Photos by Evan Krape

UD’s Erica Armstrong Dunbar speaks on new book at annual UDLA Faculty Lecture

When the University of Delaware’s Erica Armstrong Dunbar was thinking of titles for her new book, Never Caught: The Washingtons’ Relentless Pursuit of Their Runaway Slave Ona Judge, she chose historical accuracy over spoiler-free labels like “freedom” and “free.”

“Ona Judge was never free,” said Dunbar, speaking before the 200-plus students, faculty, staff and friends gathered at Morris Library for the 2017 UD Library Associates Faculty Lecture on her book last week. “She was simply never caught.”

Dunbar’s critically-acclaimed narrative — of a 22-year-old woman who “stole herself” from the president’s home, living the rest of her years as a fugitive and “forcing the man who won the American Revolution to show his slave-holding hand” — aimed to tell Judge’s story while highlighting “the founding of the country through the eyes of the enslaved.”

It wasn’t an easy feat, admitted Dunbar, the Blue and Gold Professor of Black American Studies and History. She credited the process of writing her first book, African American Women and Emancipation in the Antebellum City, with providing the background and knowledge that allowed her to fill in historical gaps of a fugitive woman whose life required anonymity.

------------

_LIST OF TASKS_.
1 - From the article on Erica Armstrong Dunbar's lecture, quote the passage that begins with the words containing "Dunbar’s critically-acclaimed narrative" and ends with "life required anonymity.".
2 - Continue the article on Dunbar's lecture about Ona Judge from the point where it stops.
The rows that follow were drawn from a separate source and have no connection to the article on Dunbar's book.

------------

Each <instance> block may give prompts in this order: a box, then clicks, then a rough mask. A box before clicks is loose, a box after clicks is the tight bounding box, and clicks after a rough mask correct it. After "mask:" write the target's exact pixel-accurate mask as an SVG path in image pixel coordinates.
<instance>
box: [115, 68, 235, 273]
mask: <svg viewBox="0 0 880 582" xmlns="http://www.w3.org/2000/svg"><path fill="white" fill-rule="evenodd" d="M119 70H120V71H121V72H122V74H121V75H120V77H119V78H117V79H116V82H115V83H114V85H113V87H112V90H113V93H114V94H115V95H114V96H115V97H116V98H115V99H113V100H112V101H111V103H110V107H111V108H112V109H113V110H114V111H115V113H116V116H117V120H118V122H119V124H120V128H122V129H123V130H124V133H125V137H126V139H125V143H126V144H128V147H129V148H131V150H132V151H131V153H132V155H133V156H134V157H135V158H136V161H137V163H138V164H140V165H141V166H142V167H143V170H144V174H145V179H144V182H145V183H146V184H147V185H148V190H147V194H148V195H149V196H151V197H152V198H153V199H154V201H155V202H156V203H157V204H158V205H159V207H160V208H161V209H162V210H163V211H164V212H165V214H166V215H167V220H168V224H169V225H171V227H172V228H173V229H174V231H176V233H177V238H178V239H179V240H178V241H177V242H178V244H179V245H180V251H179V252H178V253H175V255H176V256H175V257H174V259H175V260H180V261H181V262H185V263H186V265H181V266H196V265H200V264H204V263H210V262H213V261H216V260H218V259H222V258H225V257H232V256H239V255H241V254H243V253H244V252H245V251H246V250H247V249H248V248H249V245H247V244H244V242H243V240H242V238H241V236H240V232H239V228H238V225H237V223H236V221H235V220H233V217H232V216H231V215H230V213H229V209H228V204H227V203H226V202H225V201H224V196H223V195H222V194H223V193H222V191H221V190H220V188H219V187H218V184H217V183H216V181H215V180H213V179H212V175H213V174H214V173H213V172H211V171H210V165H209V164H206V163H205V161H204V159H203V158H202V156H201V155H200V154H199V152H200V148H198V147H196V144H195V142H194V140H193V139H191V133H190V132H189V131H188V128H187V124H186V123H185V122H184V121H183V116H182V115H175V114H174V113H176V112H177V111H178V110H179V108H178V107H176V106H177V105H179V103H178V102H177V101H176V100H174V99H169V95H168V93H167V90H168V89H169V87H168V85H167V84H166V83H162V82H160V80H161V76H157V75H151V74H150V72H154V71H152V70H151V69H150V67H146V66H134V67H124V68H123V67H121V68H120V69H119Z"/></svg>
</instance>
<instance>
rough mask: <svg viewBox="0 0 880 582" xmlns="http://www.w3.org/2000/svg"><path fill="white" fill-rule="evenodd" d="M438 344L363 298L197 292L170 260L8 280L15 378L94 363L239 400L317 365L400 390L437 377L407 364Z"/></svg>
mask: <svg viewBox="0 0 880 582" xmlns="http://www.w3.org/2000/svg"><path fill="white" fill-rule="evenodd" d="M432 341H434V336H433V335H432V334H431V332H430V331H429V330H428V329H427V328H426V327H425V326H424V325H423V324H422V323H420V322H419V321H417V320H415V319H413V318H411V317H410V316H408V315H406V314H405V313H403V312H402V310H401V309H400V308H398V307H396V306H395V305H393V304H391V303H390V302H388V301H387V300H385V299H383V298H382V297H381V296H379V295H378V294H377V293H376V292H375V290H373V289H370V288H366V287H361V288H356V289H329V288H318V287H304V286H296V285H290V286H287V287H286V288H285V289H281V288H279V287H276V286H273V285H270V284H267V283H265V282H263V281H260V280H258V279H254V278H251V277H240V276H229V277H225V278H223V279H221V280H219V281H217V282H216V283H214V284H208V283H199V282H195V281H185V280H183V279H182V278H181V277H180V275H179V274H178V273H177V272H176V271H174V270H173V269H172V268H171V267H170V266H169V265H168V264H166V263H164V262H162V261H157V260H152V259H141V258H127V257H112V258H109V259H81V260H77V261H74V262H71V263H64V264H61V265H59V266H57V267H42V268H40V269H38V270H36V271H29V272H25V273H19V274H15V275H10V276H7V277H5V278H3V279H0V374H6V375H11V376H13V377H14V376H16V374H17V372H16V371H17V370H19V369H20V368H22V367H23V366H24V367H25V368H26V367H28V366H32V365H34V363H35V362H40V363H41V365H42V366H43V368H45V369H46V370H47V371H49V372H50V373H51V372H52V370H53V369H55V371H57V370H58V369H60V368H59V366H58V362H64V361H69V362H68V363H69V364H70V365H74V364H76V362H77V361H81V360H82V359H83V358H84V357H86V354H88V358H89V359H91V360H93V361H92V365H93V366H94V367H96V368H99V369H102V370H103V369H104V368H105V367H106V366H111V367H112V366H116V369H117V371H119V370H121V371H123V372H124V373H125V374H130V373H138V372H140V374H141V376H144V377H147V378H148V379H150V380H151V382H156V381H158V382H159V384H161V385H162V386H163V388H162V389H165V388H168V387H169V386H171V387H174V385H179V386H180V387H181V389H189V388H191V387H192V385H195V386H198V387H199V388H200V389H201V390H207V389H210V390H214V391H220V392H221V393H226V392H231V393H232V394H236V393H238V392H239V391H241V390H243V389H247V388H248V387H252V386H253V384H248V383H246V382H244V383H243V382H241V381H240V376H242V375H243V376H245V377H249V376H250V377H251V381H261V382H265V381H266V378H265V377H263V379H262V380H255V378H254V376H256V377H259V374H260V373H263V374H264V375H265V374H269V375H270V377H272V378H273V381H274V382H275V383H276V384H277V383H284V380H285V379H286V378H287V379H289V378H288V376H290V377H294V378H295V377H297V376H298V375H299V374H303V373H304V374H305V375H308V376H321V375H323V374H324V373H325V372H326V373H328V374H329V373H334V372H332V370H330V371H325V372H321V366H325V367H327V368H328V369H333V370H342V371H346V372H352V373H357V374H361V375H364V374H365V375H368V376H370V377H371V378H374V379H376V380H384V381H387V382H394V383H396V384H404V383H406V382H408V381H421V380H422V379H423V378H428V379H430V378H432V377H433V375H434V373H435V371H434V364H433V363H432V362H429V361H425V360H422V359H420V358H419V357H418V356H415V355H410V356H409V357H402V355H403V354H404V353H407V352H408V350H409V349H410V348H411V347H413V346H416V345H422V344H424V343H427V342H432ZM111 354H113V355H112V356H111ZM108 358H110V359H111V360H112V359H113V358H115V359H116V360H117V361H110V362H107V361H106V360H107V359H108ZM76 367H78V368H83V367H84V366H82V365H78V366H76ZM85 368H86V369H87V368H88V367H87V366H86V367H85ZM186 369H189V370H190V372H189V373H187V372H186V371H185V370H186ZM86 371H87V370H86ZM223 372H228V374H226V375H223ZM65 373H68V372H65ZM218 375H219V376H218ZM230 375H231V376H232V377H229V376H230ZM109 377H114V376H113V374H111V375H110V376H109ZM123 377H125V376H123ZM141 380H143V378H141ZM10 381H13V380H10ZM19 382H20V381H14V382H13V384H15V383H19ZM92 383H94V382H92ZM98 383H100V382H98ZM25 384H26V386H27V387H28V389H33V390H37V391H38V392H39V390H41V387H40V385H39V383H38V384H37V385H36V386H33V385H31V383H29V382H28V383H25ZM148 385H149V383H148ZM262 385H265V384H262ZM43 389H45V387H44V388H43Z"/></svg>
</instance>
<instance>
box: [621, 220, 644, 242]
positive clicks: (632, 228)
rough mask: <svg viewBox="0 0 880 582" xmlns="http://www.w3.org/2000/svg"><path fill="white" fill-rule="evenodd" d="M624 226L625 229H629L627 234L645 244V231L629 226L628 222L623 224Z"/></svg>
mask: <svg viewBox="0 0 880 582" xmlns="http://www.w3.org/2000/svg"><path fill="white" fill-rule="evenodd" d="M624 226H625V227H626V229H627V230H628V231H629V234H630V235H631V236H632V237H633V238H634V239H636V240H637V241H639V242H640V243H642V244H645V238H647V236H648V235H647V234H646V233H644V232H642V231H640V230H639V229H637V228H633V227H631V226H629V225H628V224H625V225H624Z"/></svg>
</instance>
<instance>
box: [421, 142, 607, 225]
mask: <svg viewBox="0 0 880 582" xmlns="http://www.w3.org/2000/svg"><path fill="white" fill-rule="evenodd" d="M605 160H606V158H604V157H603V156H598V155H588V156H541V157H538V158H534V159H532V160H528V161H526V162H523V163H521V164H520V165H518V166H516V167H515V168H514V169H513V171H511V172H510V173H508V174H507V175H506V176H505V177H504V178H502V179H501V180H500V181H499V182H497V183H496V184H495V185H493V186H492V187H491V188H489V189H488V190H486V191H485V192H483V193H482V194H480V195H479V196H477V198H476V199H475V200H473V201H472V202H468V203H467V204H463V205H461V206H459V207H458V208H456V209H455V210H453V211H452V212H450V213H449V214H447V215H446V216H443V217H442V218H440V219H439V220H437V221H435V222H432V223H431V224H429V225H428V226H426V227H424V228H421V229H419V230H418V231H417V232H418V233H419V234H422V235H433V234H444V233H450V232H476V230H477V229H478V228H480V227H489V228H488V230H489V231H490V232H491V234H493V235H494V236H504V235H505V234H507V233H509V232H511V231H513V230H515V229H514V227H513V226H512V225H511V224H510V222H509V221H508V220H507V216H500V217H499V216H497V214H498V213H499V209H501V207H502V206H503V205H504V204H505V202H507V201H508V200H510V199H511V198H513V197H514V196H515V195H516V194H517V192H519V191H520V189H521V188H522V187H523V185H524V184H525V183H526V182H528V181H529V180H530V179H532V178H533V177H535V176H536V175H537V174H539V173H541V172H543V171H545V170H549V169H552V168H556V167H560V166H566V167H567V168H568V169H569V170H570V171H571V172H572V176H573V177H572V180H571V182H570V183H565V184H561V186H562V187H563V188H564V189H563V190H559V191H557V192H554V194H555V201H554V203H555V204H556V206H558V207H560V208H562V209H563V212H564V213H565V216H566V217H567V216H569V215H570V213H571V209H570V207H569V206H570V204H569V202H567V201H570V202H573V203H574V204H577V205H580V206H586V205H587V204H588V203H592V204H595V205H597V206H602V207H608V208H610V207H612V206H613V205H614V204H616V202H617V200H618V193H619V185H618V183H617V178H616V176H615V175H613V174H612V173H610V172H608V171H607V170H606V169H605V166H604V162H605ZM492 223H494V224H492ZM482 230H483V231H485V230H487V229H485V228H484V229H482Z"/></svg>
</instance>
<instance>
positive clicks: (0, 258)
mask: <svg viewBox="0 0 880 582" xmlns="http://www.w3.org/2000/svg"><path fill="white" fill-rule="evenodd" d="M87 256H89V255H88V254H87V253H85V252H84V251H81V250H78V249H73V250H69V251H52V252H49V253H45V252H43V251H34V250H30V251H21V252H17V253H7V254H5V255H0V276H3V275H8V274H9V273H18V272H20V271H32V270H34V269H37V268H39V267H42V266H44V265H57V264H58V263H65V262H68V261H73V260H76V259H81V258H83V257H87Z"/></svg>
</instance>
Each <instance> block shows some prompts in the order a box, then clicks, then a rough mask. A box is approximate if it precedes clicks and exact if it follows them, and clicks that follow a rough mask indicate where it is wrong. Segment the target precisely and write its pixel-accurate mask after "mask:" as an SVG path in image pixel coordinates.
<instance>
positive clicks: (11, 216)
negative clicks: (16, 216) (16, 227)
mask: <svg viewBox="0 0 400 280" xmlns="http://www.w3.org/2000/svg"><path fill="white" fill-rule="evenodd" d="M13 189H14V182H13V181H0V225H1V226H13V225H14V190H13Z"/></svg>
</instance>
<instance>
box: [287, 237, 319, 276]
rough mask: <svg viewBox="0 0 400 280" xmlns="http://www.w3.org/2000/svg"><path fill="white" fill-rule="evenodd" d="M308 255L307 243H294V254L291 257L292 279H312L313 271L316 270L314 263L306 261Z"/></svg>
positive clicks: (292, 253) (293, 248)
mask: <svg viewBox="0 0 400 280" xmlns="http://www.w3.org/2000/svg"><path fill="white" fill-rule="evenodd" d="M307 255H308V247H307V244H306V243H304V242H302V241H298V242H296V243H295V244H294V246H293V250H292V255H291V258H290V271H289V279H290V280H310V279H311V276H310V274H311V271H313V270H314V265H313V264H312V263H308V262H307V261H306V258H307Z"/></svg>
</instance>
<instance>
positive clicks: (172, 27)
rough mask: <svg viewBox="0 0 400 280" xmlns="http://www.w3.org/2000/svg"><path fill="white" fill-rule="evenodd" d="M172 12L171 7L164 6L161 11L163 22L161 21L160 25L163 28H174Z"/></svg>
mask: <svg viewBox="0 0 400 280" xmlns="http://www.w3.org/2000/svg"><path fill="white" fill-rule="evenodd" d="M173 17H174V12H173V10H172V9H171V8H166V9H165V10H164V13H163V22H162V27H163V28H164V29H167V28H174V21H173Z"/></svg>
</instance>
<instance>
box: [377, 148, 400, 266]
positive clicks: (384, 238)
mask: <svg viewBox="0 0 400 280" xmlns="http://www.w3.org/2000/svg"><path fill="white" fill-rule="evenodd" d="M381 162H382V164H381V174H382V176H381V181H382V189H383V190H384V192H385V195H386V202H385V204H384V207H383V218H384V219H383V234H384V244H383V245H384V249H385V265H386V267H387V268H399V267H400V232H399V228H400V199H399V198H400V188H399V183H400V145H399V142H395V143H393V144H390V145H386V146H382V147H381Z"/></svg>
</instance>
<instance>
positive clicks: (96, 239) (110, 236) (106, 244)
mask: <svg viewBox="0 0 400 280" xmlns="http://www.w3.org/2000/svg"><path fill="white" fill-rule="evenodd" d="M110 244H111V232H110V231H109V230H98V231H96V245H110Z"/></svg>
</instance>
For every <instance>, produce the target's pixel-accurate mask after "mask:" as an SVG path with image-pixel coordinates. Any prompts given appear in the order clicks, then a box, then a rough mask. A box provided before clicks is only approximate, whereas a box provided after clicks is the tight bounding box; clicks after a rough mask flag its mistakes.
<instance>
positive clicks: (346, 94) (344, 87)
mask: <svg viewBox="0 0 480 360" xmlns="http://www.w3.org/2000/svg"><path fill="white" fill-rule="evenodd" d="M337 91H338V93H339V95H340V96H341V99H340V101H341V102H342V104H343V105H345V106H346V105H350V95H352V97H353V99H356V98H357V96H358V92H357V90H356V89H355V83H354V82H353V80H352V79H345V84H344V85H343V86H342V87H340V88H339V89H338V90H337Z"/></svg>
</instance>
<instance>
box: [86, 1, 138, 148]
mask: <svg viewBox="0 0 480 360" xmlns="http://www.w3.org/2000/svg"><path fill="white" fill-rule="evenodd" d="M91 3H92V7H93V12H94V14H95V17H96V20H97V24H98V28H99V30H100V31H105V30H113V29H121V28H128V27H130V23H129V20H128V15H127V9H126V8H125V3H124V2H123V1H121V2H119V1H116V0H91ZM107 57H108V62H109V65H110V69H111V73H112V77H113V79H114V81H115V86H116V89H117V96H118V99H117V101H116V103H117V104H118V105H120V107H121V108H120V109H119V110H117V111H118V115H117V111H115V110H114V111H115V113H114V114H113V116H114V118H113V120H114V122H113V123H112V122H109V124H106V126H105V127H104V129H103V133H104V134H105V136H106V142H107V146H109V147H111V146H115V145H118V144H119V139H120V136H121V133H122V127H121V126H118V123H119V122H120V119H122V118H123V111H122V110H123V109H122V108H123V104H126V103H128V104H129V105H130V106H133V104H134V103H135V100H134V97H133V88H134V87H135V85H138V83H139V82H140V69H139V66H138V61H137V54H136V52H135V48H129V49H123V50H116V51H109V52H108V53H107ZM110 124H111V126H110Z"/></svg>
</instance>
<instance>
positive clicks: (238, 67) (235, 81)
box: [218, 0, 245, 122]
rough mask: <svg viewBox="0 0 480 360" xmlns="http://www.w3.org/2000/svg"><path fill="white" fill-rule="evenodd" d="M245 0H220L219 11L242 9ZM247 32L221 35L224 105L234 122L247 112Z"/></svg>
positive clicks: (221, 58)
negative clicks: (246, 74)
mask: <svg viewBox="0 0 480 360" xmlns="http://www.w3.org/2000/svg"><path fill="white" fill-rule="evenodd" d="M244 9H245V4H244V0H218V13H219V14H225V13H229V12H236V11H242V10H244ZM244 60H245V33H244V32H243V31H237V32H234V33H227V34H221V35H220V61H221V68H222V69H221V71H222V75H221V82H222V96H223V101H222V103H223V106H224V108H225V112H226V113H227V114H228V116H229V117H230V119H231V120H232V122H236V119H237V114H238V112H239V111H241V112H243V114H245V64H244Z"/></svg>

------------

_RESULTS_.
1 -
Dunbar’s critically-acclaimed narrative — of a 22-year-old woman who “stole herself” from the president’s home, living the rest of her years as a fugitive and “forcing the man who won the American Revolution to show his slave-holding hand” — aimed to tell Judge’s story while highlighting “the founding of the country through the eyes of the enslaved.”

It wasn’t an easy feat, admitted Dunbar, the Blue and Gold Professor of Black American Studies and History. She credited the process of writing her first book, African American Women and Emancipation in the Antebellum City, with providing the background and knowledge that allowed her to fill in historical gaps of a fugitive woman whose life required anonymity.

2 -
But much of her research came from direct sources: letters written by Washington himself, or interviews Judge gave at the end of her life. Through her research emerged a picture of the earliest years of America, “of the sting of slavery and the drive of defiance,” of a “national hero who had the courage to defy the president, the wit to make allies, and the ability to out-negotiate, escape, run and survive.”

Dunbar’s talk was sponsored by the University of Delaware Library Associates, a philanthropic organization that supports the library’s mission to enrich and engage through knowledge.